Write out every record again, exactly.
Start of Block
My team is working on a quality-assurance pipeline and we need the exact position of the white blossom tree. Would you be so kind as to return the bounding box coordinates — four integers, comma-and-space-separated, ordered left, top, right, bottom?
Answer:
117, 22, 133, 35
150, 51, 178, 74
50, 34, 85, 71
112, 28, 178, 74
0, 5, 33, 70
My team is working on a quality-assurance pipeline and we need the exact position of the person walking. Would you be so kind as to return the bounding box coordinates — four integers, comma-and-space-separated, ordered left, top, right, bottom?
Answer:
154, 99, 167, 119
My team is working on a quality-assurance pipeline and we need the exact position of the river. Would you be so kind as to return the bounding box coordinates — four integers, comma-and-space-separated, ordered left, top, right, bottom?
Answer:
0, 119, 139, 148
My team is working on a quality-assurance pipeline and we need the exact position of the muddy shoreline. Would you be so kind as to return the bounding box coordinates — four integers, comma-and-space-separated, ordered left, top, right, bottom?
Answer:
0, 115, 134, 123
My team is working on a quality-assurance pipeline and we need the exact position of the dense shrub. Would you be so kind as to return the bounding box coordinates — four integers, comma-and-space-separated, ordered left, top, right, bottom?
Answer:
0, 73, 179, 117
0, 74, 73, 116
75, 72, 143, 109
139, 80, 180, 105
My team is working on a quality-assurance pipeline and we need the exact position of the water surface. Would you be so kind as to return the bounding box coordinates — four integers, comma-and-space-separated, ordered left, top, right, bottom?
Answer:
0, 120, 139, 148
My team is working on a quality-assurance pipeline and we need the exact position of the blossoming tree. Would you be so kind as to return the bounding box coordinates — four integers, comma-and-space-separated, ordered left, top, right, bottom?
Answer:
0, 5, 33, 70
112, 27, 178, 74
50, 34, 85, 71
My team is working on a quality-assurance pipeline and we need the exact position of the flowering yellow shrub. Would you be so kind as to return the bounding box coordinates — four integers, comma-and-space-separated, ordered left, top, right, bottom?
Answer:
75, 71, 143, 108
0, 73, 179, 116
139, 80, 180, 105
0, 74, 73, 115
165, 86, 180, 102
End of Block
Output of the exercise:
My team is working on a quality-assurance pipeline and we need the exact position of the white blossom tree. Would you be so kind as to return the bounding box coordinates — four integers, comma-and-space-separated, ordered left, top, right, bottom?
Answer:
117, 22, 133, 35
150, 51, 178, 74
50, 34, 85, 71
112, 28, 178, 74
0, 5, 33, 70
My team is working on a quality-assurance pipeline and we need the exact position of the person walking. Would you be so kind as to return the bounding box coordinates — four integers, comma-and-space-separated, ordered left, top, right, bottom?
Answer:
154, 99, 167, 119
My team is working on a quality-assurance pipeline and we need the exact position of the river. Would you be so kind as to return the bounding box coordinates — four integers, comma-and-space-separated, ordered left, top, right, bottom?
Answer:
0, 119, 139, 148
My team is working on a quality-assurance pipeline and we need the exact position of the muddy shoreline. Would you be so kind as to return the bounding box coordinates — four integers, comma-and-space-separated, ordered left, top, right, bottom?
Answer:
0, 115, 134, 123
My team is working on a quality-assurance pipeline and we need the exact position of the dense shrub. Would you be so kind as to return the bounding box coordinates — four integers, comma-and-space-separated, ordered left, top, right, bottom?
Answer:
0, 73, 179, 117
0, 74, 73, 116
75, 72, 143, 109
139, 80, 180, 105
My team is working on a quality-assurance pipeline and we need the exact position of the water surface. Would you be so kind as to return the bounding box coordinates — four integers, comma-and-space-separated, ordered left, top, right, bottom?
Answer:
0, 120, 139, 148
My team is working on a quality-assurance pipeline and we need the exact position of the blossoming tree. Would you be so kind as to return the bounding box coordinates — four integers, comma-and-space-separated, ordered left, top, right, bottom?
Answer:
0, 5, 33, 70
112, 27, 178, 74
50, 34, 85, 71
My team is working on a quality-assurance pipeline and we need the exact position of the flowering yellow shrub. Would you be so kind as to return the bounding box coordinates — four integers, comma-and-space-separated, ordered left, top, right, bottom?
Answer:
75, 71, 143, 108
0, 73, 179, 116
139, 80, 180, 105
0, 74, 73, 115
165, 86, 180, 102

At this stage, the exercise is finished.